_TEXT FOR ANALYSIS_.
----

Family Matters

Down Syndrome: With Breakthroughs in Testing, a Choice Becomes Tougher

  • Share
  • Read Later
Courtesy Becker family

Amy Julia Becker with her daughter, Penny, who has Down syndrome.

Most people with Down syndrome have what are considered mild to moderate intellectual disabilities. There is no national registry for people with Down syndrome, so there are no reliable statistics on how many affected people would be classified as “high-functioning.” For Amy Julia Becker, who has written a book about life with her daughter, Penny, who has Down syndrome, coming to terms with her daughter’s intellectual limitations has taken time. “I went to Princeton, I graduated Phi Beta Kappa, I have always been smart,” she says. “I didn’t realize how much I assumed I’d have a daughter just like me. Having Penny really challenged me to rethink what it means to be a whole and full human being.”

In her book, A Good and Perfect Gift, Becker transcribes a journal entry written soon after Penny was born: “Can she live a full life without without ever solving a quadratic equation? Without reading Dostoyevsky? I’m pretty sure she can. Can I live a full life without learning to cherish and welcome those in this world who are different from me? I’m pretty sure I can’t.”

But many expectant parents don’t feel that way. Up to 90% of women who know in advance of a Down syndrome diagnosis choose to end the pregnancy, according to the few studies that have tracked this. The new test is not being marketed only to women who would end a Down syndrome pregnancy, say advocates of testing. Mothers who plan to have the baby may also want to know ahead of time in order to prepare emotionally and medically; half of infants with Down syndrome, for example, are born with heart defects. “I don’t think it’s all search-and-destroy,” says Canick. “That is an awful way of looking at this.”

----

_TASKS TO CARRY OUT_.
• 1. In the article on Down syndrome testing, what is the title of Amy Julia Becker's book?
• 2. Carry the article on Down syndrome testing forward from its final sentence.

_DATA FOR REVIEW_.
----

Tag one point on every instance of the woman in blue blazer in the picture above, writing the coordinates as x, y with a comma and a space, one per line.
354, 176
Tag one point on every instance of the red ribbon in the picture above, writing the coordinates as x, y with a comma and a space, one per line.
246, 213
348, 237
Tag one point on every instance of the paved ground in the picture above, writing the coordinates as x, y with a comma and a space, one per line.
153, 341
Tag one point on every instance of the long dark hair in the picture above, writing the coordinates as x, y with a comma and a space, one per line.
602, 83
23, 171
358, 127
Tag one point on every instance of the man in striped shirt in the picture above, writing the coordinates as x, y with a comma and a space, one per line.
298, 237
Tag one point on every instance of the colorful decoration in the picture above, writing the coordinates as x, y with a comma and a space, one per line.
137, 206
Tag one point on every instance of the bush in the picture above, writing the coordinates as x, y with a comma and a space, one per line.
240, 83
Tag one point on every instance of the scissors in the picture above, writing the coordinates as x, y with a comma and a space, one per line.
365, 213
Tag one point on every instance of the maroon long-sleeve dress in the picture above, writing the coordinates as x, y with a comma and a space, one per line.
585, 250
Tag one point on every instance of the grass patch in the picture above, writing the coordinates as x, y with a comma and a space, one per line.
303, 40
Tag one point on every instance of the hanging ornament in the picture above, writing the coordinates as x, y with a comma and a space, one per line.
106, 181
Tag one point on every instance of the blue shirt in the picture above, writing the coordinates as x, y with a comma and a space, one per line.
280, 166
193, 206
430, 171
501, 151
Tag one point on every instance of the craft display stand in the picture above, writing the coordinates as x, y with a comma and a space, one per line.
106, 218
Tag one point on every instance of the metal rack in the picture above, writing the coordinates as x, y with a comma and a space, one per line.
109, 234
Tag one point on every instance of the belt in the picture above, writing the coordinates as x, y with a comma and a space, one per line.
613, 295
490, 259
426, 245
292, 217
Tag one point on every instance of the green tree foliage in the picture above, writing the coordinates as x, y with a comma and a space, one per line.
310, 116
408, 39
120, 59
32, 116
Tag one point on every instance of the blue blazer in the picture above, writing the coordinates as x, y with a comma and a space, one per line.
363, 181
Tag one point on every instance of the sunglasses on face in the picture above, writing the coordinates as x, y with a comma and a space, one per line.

----

_TASK-BY-TASK ANSWERS_.
• 1. A Good and Perfect Gift

• 2.
But parents of children with Down syndrome are skeptical of the intent of early screening. “There is a real disconnect between hospitals, administrators and OB/GYN doctors’ understanding of what has changed for children with Down syndrome over the years,” says Howard, whose daughter, Lydia, starts conversations with strangers and cracks jokes in her inclusive preschool. “There was encouragement to get screened with the understanding that I would terminate because that’s what most people do.”

It’s true that mothers who learn soon after delivery that their babies have Down syndrome describe being overwhelmed with sorrow and disbelief on what they’d presumed would a joyous day. Howard cried every day for nine months after Lydia was born. Perkins McLaughlin says it took her eight hours after her C-section to muster the nerve to go visit her daughter, Gracie, in the neonatal intensive care unit. “There are people out there who feel the test is great,” says Perkins McLaughlin. “In some ways, it is great. But it is scary too. Will more people terminate because it’s earlier in the pregnancy and why not just try again? I don’t know what I would have done if I had found out at 10 weeks.”

Gracie is now 3 1/2. In the two years since Perkins McLaughin, now 44, has served as a parent mentor for the Massachusetts Down Syndrome Congress, she’s told the dozen or so conflicted pregnant women who have contacted her that Gracie is bright: she started signing at six months and had accumulated 100 signs by age 2, prompting her grandmother to ask, Are you sure she has Down syndrome? She loves music, dancing and her older brother and sister. Perkins McLaughin tells them how Gracie has added perspective to her life, softening her Type-A edges. “She’s not going to do quantum physics, but I don’t do quantum physics,” says Perkins McLaughin. “Gracie has showed me in a profound way that I am not in control of everything. I have a bumper sticker that says, Grace Happens.”

As a parent mentor, Perkins McLaughlin is trained to remain “very neutral,” says Maureen Gallagher, executive director of the Congress. Mentors offer current information about Down syndrome, sharing that life expectancy has increased from 25 to 60 years, that early intervention and a shift in educational approaches mainstreams many kids with Down syndrome in typical classrooms, that young adults are no longer institutionalized.